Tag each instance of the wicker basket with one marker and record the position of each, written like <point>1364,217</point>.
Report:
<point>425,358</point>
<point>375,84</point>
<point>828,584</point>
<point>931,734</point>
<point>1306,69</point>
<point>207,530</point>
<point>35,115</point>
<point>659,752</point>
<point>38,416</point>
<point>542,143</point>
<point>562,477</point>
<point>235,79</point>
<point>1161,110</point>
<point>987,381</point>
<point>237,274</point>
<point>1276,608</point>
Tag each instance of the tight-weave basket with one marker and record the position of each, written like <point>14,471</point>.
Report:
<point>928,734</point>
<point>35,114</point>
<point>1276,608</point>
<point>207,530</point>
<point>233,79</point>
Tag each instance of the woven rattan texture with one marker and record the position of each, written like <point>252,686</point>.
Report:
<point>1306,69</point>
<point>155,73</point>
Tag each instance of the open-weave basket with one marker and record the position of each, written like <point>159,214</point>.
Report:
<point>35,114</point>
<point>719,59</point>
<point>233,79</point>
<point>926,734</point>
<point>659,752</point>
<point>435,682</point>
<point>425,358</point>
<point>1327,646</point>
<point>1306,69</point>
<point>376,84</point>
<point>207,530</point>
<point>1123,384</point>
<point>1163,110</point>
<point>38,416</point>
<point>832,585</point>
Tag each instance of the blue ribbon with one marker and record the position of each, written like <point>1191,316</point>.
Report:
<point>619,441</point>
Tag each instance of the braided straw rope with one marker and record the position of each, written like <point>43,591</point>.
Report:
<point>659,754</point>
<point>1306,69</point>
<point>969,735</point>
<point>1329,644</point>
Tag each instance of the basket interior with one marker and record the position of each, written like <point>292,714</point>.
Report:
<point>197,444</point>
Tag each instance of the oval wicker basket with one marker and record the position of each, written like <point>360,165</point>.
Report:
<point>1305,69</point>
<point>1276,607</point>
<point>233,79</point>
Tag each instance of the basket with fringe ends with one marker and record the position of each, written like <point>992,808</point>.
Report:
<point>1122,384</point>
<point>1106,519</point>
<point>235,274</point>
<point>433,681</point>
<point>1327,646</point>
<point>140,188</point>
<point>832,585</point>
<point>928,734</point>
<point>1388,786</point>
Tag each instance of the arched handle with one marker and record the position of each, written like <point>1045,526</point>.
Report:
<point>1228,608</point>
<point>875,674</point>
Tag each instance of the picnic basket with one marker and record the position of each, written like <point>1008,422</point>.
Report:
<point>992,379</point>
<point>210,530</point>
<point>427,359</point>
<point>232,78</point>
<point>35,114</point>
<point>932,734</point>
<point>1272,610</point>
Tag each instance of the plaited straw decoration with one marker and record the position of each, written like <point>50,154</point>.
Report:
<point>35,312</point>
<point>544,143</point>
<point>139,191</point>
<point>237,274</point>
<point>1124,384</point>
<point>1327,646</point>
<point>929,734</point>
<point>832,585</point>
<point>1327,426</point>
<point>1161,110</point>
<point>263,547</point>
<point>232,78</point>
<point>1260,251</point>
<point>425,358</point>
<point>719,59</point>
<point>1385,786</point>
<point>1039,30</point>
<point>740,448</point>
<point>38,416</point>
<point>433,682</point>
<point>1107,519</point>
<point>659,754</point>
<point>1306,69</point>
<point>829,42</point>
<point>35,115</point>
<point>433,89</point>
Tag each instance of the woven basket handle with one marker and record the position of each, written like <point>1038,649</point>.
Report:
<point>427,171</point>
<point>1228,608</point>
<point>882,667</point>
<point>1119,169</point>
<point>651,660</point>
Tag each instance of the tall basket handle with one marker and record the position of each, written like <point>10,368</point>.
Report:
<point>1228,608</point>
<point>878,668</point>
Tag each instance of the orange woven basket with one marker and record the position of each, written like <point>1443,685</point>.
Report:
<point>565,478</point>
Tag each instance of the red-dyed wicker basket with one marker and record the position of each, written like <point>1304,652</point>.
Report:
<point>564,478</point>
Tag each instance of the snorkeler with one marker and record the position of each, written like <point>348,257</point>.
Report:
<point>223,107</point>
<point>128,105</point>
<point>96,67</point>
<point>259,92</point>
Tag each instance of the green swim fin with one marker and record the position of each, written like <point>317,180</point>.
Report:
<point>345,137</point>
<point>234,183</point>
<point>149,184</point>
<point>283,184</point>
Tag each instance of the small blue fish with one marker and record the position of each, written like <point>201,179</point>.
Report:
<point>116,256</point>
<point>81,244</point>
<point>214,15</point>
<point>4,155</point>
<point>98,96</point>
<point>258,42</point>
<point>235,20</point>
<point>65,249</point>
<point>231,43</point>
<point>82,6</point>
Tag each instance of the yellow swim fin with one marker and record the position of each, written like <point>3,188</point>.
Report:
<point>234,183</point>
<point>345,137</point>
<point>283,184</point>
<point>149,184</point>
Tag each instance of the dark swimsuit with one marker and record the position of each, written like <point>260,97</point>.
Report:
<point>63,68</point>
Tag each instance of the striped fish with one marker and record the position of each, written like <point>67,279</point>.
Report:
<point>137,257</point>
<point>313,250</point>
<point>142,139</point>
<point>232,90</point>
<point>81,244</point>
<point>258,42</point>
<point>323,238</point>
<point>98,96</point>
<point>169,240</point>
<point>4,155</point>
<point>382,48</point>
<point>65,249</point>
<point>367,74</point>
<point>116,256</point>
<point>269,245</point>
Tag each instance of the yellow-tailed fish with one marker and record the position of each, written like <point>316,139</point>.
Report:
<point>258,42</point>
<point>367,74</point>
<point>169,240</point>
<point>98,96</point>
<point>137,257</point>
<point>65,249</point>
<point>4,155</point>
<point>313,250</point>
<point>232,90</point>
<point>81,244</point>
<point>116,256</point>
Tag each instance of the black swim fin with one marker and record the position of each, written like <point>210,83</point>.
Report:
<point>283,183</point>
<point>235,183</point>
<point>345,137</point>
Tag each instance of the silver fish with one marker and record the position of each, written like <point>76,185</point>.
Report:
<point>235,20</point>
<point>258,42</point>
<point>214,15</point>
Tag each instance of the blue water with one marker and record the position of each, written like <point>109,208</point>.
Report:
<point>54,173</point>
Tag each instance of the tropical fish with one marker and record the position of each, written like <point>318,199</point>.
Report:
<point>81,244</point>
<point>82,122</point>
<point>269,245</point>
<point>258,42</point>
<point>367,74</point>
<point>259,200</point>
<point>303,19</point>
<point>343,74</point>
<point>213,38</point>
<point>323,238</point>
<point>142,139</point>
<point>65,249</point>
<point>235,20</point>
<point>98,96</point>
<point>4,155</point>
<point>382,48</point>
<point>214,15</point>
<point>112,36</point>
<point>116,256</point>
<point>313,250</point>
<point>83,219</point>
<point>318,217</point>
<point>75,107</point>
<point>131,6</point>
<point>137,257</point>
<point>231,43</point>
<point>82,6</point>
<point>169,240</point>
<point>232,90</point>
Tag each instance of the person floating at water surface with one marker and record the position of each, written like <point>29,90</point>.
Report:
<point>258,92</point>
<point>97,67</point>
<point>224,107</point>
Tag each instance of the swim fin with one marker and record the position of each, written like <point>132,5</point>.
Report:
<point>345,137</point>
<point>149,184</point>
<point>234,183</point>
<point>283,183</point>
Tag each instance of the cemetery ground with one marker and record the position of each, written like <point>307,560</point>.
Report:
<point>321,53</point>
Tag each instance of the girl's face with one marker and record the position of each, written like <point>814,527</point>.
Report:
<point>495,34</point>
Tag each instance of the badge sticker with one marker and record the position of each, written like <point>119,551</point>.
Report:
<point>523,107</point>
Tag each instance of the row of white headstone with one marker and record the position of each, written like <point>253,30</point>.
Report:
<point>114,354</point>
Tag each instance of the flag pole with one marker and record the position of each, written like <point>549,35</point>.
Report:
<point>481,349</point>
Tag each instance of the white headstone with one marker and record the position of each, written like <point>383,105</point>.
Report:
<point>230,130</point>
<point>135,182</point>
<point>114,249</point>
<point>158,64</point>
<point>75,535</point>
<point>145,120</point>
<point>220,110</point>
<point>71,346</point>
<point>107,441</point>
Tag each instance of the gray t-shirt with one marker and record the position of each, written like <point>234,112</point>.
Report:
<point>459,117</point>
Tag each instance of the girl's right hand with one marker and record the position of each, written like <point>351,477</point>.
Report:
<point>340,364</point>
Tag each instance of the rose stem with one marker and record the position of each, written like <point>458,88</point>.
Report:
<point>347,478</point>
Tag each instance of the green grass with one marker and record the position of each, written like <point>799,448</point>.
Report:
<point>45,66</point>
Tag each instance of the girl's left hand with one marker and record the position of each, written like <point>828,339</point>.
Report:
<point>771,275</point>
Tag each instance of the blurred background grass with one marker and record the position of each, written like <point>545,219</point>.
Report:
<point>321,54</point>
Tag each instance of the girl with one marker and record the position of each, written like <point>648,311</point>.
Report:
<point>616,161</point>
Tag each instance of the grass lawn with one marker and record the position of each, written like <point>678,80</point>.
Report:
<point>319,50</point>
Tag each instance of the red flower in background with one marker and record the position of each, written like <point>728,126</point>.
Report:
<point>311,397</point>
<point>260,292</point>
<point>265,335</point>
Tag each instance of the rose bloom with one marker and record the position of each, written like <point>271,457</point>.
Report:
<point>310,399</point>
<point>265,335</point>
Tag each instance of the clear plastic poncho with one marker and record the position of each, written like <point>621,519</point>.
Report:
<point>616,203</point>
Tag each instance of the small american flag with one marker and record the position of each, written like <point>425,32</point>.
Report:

# [Exercise prompt]
Among the records above, find each line holding "wicker" and list it.

# [Solution below]
Tag each instance of the wicker basket with one marker and record the position of each, written like <point>1364,217</point>.
Tag each instance of the oval wicker basket with one marker and record the position of each, written like <point>360,165</point>.
Tag each instance of the red-dyed wicker basket with one marker and record the position of each, written like <point>1304,652</point>.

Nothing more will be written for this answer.